YOUR INSTRUCTIONS | The response has to be every entry, printed word for word.

─── RECORDS SHOWN

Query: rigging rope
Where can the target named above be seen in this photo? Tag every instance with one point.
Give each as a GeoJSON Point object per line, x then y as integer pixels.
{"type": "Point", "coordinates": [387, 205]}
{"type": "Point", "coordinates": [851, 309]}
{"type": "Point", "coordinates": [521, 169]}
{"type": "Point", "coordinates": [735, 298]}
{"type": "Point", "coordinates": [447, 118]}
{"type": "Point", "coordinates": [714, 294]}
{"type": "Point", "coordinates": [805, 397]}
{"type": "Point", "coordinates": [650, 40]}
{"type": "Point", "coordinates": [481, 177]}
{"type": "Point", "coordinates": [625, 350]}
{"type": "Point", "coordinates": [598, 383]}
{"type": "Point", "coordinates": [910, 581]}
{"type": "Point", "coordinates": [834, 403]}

──────

SOLUTION |
Query: rigging rope
Where can the target named above be seen in this photo? Tag every instance with one point.
Give each as a GeoJSON Point object per line, x then y as integer pixels.
{"type": "Point", "coordinates": [387, 205]}
{"type": "Point", "coordinates": [851, 309]}
{"type": "Point", "coordinates": [521, 169]}
{"type": "Point", "coordinates": [735, 298]}
{"type": "Point", "coordinates": [447, 118]}
{"type": "Point", "coordinates": [714, 294]}
{"type": "Point", "coordinates": [805, 397]}
{"type": "Point", "coordinates": [650, 40]}
{"type": "Point", "coordinates": [481, 177]}
{"type": "Point", "coordinates": [625, 350]}
{"type": "Point", "coordinates": [598, 383]}
{"type": "Point", "coordinates": [910, 581]}
{"type": "Point", "coordinates": [834, 403]}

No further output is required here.